**Tarea propuesta:**
Redacte la continuación del fragmento sobre el Festival del Cine Pobre de Gibara a partir de su última oración.

**Fragmento de origen:**
Humberto veía con mucho optimismo el momento que estamos viviendo en la cultura. En ese sentido, quería que el Festival del Cine Pobre de Gibara fuera la confluencia de todas las manifestaciones; que Gibara, un pequeño pueblo de Holguín, se transformara en un laboratorio de la cultura contemporánea. Ya allí están participando los artistas plásticos de primerísimo nivel en Cuba, los teatristas, los músicos, los ensayistas, los críticos, los periodistas… todos en torno a un concepto, todos en torno a Gibara. Y no allí únicamente, sino que se ha ido creando una red y los filmes se han exhibido, por ejemplo, en el País Vasco, en Bolivia, en Perú, en Chile, otras provincias de Cuba. Esos son los presupuestos originales del Festival, que se concibió para que tuviera esa implicación cada vez más creciente, esa multiplicación, esa noción de rizoma, que le permita extenderse y llegar a los lugares más apartados del mundo. Ya están participando cineastas de Irán, de India, de otros países de Asia y de África y América Latina. Ha ido convirtiéndose en un laboratorio del cine menos visible, del más comprometido con las alternativas antihegemónicas. En última instancia, de lo que se trata es de un esfuerzo para articular un proyecto culturalmente emancipador. Por eso, todos haríamos bien si apoyáramos aun más al Festival y bajo ningún concepto permitiéramos que se desvirtuara. El Festival, por ejemplo, no es un evento de cine cubano, no es un evento nacional; de eso están claros sus organizadores.
La continuidad del Festival Internacional del Cine Pobre Humberto Solás depende mucho del equipo que lo realiza, que es el mismo de siempre, y de los gibareños y holguineros en general, sin cuya participación y pertenencia no tiene sentido que se realice en esa región del país. Un festival como este no puede concebirse desligado de la comunidad, que debe arroparlo como parte de su imagen mejor y de sus esencias. El Festival ha de ser siempre una red en expansión; de ahí la visibilidad que han ido alcanzando las obras participantes en el resto del mundo, y en la propia Cuba, donde Santiago de Cuba, Camagüey y Cienfuegos han servido como subsedes o como espacios para la celebración de muestras temáticas y sus correspondientes eventos teóricos. Tal es la concepción original del Festival, la que defendía Humberto, y es muy importante que se expanda y consolide en el mundo. Cine Pobre es una noción ética y cultural; yo ni siquiera lo veo asociado a una sede única; lo imagino múltiple, diseminado, omnipresente.

**Datos para revisión:**

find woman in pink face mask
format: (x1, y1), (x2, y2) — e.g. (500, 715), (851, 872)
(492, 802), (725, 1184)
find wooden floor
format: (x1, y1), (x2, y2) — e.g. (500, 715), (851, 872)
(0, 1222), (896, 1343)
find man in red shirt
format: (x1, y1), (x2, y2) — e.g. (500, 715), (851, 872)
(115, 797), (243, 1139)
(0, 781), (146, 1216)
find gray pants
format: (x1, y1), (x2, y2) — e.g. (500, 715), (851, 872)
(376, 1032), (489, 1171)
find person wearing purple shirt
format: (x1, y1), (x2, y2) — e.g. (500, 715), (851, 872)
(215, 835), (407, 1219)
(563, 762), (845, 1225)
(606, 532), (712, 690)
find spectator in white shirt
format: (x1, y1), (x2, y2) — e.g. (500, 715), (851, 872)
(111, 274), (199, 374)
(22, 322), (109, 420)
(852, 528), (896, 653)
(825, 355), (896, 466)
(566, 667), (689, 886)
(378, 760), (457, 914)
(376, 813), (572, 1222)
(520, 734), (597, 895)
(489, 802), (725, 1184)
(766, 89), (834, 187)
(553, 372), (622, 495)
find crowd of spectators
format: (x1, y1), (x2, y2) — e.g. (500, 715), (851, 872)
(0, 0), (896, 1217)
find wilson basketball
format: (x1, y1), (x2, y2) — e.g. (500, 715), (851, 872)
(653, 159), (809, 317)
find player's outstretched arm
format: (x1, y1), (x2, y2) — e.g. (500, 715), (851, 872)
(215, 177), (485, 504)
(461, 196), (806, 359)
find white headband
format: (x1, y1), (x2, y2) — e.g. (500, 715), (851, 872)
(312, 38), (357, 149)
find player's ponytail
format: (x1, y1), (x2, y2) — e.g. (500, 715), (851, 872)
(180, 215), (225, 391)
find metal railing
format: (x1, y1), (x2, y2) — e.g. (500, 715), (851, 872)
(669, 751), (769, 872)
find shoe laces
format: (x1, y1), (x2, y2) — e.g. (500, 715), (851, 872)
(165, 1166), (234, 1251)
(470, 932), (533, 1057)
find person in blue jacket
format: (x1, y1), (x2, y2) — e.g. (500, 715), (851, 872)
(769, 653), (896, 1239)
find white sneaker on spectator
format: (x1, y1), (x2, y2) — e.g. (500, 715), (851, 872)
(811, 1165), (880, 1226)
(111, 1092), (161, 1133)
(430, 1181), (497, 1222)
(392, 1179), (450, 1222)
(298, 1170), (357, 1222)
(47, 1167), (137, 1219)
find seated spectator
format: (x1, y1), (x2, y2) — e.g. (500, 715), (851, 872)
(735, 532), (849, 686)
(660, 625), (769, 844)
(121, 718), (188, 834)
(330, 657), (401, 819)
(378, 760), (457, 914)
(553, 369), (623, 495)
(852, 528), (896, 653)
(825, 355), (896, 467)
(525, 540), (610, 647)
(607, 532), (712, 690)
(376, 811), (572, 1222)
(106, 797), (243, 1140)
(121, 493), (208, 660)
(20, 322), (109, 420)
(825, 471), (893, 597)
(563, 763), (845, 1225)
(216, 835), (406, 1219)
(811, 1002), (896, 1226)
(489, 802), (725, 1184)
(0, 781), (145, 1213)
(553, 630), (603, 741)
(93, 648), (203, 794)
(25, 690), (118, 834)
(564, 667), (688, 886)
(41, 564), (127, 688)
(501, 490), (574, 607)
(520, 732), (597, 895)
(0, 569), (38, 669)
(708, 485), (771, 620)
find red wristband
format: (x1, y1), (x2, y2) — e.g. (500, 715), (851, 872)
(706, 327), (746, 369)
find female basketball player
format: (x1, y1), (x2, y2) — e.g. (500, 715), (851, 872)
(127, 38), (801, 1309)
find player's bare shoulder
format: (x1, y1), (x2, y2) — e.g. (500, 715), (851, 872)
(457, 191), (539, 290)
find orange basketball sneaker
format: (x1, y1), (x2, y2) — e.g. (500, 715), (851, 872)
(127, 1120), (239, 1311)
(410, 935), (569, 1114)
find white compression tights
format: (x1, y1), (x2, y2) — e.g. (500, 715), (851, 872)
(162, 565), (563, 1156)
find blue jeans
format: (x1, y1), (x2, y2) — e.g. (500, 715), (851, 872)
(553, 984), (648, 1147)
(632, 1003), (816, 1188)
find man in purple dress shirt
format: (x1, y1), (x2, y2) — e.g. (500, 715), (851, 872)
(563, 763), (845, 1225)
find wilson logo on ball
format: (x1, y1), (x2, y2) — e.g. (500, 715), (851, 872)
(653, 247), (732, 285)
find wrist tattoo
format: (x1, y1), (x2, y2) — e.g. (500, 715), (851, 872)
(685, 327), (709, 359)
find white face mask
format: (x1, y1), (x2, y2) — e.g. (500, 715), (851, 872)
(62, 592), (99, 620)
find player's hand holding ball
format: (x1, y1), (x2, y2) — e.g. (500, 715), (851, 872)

**Sección de respuesta:**
El impacto de las nuevas tecnologías ha sido tremendo, y ha intervenido de manera decisiva en la modelación del escenario audiovisual contemporáneo, a tal punto que ya no se puede hablar de cine, televisión o video como parcelas equidistantes; ahora hay que hablar de algo que las engloba a todas y que resulta un fenómeno nuevo, incluso bastante indeterminado todavía: el audiovisual. Los géneros, por ejemplo, se han difuminado, las jerarquías se han trastocado y la comunicación universal —que ha sido la aspiración suprema del individuo a lo largo de la historia—, ha terminado por hacerse imposible, ya que la saturación de datos es tal, que lo mejor que resulta de ese laberinto es la confusión. Las instituciones y los eventos no estaban preparados para un salto, más bien un sobresalto, de esta índole, tan poco convencional como dinámico; de ahí la sorpresa, el furor, la impaciencia y la frustración de algunos. Y cuando digo instituciones y eventos, hablo de todos, incluyendo los que forja el individuo en el espectáculo de su imaginario cotidiano.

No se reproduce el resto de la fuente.